== Work order ==
Copy the records out again in full, keeping them identical.

━━ Given records ━━

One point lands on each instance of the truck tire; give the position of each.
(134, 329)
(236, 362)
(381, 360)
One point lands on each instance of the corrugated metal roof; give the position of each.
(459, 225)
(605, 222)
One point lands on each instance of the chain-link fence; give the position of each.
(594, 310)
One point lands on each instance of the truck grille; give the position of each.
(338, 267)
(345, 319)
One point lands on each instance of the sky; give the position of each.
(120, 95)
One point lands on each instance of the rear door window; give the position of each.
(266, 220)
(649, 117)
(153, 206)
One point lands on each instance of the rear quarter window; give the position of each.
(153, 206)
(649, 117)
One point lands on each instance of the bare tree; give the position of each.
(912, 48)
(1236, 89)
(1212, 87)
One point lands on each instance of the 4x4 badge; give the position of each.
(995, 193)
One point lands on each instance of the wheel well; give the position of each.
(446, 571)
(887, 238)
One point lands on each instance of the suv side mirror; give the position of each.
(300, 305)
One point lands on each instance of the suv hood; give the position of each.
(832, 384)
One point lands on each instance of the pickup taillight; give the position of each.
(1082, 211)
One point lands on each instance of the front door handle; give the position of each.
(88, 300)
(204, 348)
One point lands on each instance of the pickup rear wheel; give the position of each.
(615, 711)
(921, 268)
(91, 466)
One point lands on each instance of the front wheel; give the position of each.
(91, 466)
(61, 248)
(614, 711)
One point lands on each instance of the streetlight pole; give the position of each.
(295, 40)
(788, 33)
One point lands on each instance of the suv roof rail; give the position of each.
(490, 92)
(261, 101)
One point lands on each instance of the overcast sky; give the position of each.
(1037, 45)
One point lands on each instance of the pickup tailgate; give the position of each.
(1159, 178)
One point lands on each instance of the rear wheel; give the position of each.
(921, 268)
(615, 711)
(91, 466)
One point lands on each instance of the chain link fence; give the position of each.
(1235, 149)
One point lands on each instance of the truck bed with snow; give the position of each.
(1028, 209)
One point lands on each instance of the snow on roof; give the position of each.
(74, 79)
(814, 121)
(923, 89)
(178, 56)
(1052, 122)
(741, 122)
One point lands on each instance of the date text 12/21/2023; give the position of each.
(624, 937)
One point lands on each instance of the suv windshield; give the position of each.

━━━

== Task result ==
One point lands on each instance of the truck tire; give the position of each.
(134, 329)
(236, 362)
(381, 360)
One point lands on each instance of the corrugated metal roof; give the position of each.
(459, 225)
(605, 222)
One point lands on each instance of the chain-link fence; give the position of each.
(594, 310)
One point lands on each instance of the truck grille; give the position of each.
(338, 267)
(345, 319)
One point lands on each instance of the sky; give the position of each.
(120, 95)
One point lands on each instance of the rear door window; give the position of each.
(266, 220)
(649, 117)
(153, 206)
One point lands on each instance of the rear quarter window; give the position of each.
(153, 206)
(649, 117)
One point lands on each instance of the bare tree; give the position of each.
(912, 48)
(1236, 89)
(1212, 87)
One point lands on each instance of the 4x4 badge; give the position of each.
(995, 193)
One point lands on each instance of the wheel well; give the position of each.
(446, 571)
(887, 238)
One point lands on each instance of the suv side mirror; give the position of each.
(300, 305)
One point lands on each instance of the suv hood; give the position of each.
(832, 384)
One point lands on each instance of the pickup taillight; give the position of each.
(1082, 211)
One point lands on each instance of the front door handle; give the position of each.
(88, 300)
(204, 348)
One point lands on each instance of the pickup rear wheel; give the position of each.
(615, 711)
(921, 268)
(91, 466)
One point lands on each instance of the front wheel; give the position of each.
(91, 466)
(61, 248)
(614, 711)
One point lands on each instance of the streetlight pole; give the position of each.
(295, 40)
(788, 33)
One point lands on each instance of the suv roof rail; give the position of each.
(490, 92)
(261, 101)
One point lands on each instance of the overcast sky; give the position of each.
(1037, 45)
One point lands on each instance of the pickup tailgate; give the position of each.
(1159, 178)
One point lands on each instance of the rear wheel; give the position of each.
(921, 268)
(615, 711)
(91, 466)
One point lands on each instance of the chain link fence; give the position of each.
(1235, 149)
One point lands on each instance of the truck bed with snow; give the position of each.
(1028, 209)
One point lands on each instance of the snow on roof; give the position of each.
(74, 79)
(814, 121)
(923, 89)
(178, 56)
(1052, 122)
(741, 122)
One point lands on each instance of the date text 12/21/2023; give the position of each.
(624, 937)
One point lands on each instance of the suv windshield; give the position of each.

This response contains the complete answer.